## QUOTED TEXT
..............................
User scenario 2: a change detection approach customized by the user for analyzing satellite image time series

For the conservationist user scenario example, we utilized the openEO R client to define the area of interest in Brandenburg, Germany, bounded by (longitude, latitude): 416812.2, 5803577.5 and 422094.8, 5807036.1, within EPSG 32633 CRS.

The underlying default spatial resolution was 30 meters, and the time frame covered 5 years, ranging from Jan 1, 2016 to Dec 31, 2020. These requirements were specified in the load_collection function, as illustrated in Fig. 6.

To carry out unsupervised land cover change detection, a user-defined R function was created and passed into the run_udf function as a string. This function employed the computationally intensive bfastmonitor() function from the Breaks For Additive Season and Trend (BFAST) R package (Verbesselt et al. 2010, 2011). A total of 457 image scenes (approximately 275 Gigabytes) were utilized for this task. The final output was downloaded as a NetCDF file (196 Kilobytes) and is visualized in Fig. 7. The entire process took approximately 4 minutes to complete.
..............................
## SET OF TASKS
1. Reproduce the passage about satellite image change detection in full, word for word.
2. Pull out every line of the records that contains the word "Give".

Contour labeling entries
..............................
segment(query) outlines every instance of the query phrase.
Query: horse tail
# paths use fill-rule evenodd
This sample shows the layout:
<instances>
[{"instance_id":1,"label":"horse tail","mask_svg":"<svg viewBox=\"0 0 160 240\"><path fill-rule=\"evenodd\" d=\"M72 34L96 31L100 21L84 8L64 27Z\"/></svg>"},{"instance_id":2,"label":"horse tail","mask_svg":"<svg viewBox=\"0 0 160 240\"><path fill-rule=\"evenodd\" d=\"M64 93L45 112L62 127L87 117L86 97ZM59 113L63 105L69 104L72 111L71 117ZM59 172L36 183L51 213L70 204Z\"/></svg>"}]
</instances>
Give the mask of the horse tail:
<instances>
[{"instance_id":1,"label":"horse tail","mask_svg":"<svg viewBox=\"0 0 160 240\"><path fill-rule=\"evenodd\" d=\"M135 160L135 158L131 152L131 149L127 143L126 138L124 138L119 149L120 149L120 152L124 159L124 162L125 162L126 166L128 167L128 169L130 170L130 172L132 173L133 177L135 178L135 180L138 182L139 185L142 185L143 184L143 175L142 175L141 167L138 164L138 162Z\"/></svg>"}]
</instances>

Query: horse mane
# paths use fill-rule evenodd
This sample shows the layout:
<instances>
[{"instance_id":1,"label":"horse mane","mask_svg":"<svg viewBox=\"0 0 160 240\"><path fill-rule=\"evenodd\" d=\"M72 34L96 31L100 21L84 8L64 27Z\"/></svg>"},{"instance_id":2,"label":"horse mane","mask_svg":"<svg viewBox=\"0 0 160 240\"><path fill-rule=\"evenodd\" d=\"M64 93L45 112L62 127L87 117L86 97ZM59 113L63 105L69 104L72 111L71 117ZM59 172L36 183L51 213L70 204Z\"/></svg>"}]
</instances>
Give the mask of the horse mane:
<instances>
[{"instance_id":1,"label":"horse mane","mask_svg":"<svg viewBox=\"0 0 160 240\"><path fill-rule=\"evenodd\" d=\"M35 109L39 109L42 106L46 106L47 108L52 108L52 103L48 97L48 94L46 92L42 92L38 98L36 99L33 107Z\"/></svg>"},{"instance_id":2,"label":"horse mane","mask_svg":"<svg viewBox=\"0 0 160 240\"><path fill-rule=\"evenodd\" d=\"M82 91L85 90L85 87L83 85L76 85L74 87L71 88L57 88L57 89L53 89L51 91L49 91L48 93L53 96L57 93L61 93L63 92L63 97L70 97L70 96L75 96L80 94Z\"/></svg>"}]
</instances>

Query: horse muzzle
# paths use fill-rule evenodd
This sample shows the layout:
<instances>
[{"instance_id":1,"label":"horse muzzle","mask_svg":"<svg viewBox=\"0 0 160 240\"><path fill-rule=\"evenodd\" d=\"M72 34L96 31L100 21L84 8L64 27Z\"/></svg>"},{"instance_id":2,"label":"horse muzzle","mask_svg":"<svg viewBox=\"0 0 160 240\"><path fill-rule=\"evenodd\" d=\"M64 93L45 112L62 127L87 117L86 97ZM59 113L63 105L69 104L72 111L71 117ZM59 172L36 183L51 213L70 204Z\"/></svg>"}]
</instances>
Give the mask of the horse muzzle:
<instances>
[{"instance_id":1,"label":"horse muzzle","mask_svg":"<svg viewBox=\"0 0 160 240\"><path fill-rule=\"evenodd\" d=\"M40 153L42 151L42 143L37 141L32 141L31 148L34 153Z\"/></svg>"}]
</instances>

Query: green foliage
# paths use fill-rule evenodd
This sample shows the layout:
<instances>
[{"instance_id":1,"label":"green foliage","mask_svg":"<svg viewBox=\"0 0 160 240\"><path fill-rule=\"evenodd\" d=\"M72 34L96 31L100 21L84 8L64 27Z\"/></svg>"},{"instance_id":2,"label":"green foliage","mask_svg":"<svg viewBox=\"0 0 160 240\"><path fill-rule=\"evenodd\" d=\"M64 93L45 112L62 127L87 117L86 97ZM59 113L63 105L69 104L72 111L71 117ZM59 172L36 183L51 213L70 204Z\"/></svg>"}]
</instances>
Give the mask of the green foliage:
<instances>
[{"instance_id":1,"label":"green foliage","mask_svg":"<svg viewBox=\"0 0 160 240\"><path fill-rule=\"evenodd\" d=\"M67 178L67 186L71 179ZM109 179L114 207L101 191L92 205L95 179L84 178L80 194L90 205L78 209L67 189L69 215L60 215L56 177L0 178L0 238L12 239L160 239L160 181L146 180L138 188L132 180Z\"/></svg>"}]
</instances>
..............................
## RESULTS BY TASK
1.
User scenario 2: a change detection approach customized by the user for analyzing satellite image time series

For the conservationist user scenario example, we utilized the openEO R client to define the area of interest in Brandenburg, Germany, bounded by (longitude, latitude): 416812.2, 5803577.5 and 422094.8, 5807036.1, within EPSG 32633 CRS.

The underlying default spatial resolution was 30 meters, and the time frame covered 5 years, ranging from Jan 1, 2016 to Dec 31, 2020. These requirements were specified in the load_collection function, as illustrated in Fig. 6.

To carry out unsupervised land cover change detection, a user-defined R function was created and passed into the run_udf function as a string. This function employed the computationally intensive bfastmonitor() function from the Breaks For Additive Season and Trend (BFAST) R package (Verbesselt et al. 2010, 2011). A total of 457 image scenes (approximately 275 Gigabytes) were utilized for this task. The final output was downloaded as a NetCDF file (196 Kilobytes) and is visualized in Fig. 7. The entire process took approximately 4 minutes to complete.

2.
Give the mask of the horse tail:
Give the mask of the horse mane:
Give the mask of the horse muzzle:
Give the mask of the green foliage:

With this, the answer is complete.